----- Supplied material

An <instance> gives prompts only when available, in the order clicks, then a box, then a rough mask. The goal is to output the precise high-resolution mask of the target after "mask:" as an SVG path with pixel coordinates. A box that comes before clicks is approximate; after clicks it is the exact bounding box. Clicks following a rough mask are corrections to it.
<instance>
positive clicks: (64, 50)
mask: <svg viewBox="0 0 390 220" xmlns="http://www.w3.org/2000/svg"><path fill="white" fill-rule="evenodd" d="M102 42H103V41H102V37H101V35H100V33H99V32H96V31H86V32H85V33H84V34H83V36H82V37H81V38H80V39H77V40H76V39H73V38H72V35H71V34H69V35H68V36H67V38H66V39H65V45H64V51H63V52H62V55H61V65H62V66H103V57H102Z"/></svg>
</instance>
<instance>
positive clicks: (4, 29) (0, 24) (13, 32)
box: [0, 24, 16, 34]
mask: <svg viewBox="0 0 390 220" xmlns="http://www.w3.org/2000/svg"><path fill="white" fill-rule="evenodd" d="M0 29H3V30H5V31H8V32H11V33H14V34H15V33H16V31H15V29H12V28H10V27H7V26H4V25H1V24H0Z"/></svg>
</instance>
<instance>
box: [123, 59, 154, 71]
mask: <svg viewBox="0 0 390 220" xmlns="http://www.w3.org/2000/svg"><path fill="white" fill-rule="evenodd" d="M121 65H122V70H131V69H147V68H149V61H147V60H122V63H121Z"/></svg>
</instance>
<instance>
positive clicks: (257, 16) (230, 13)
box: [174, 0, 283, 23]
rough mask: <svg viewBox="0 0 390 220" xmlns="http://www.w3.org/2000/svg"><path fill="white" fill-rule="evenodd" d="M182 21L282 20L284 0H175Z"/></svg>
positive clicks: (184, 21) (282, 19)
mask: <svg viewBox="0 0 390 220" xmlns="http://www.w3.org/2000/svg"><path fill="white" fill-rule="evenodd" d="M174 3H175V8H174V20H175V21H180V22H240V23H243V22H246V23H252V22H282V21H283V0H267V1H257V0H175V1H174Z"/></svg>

----------

Write the records out once more, exactly as shown.

● **Exercise result**
An <instance> gives prompts only when available, in the order clicks, then a box, then a rough mask. The goal is to output the precise high-resolution mask of the target after "mask:" as an SVG path with pixel coordinates. A box that comes before clicks is approximate; after clicks it is the exact bounding box. Clicks following a rough mask are corrections to it.
<instance>
positive clicks: (64, 50)
mask: <svg viewBox="0 0 390 220" xmlns="http://www.w3.org/2000/svg"><path fill="white" fill-rule="evenodd" d="M102 42H103V41H102V37H101V35H100V33H99V32H96V31H86V32H85V33H84V34H83V36H82V37H81V38H80V39H77V40H76V39H73V38H72V35H71V34H69V35H68V36H67V38H66V39H65V45H64V51H63V52H62V55H61V65H62V66H103V57H102Z"/></svg>
</instance>
<instance>
positive clicks: (4, 29) (0, 24) (13, 32)
box: [0, 24, 16, 34]
mask: <svg viewBox="0 0 390 220" xmlns="http://www.w3.org/2000/svg"><path fill="white" fill-rule="evenodd" d="M0 29H3V30H5V31H8V32H11V33H14V34H15V33H16V31H15V29H12V28H10V27H7V26H4V25H1V24H0Z"/></svg>
</instance>
<instance>
box: [123, 59, 154, 71]
mask: <svg viewBox="0 0 390 220" xmlns="http://www.w3.org/2000/svg"><path fill="white" fill-rule="evenodd" d="M121 65H122V70H131V69H147V68H149V61H147V60H122V63H121Z"/></svg>
</instance>
<instance>
positive clicks: (257, 16) (230, 13)
box: [174, 0, 283, 23]
rough mask: <svg viewBox="0 0 390 220" xmlns="http://www.w3.org/2000/svg"><path fill="white" fill-rule="evenodd" d="M182 21L282 20L284 0H175Z"/></svg>
positive clicks: (184, 21) (282, 19)
mask: <svg viewBox="0 0 390 220" xmlns="http://www.w3.org/2000/svg"><path fill="white" fill-rule="evenodd" d="M174 3H175V8H174V20H175V21H180V22H240V23H243V22H246V23H252V22H282V21H283V0H267V1H257V0H175V1H174Z"/></svg>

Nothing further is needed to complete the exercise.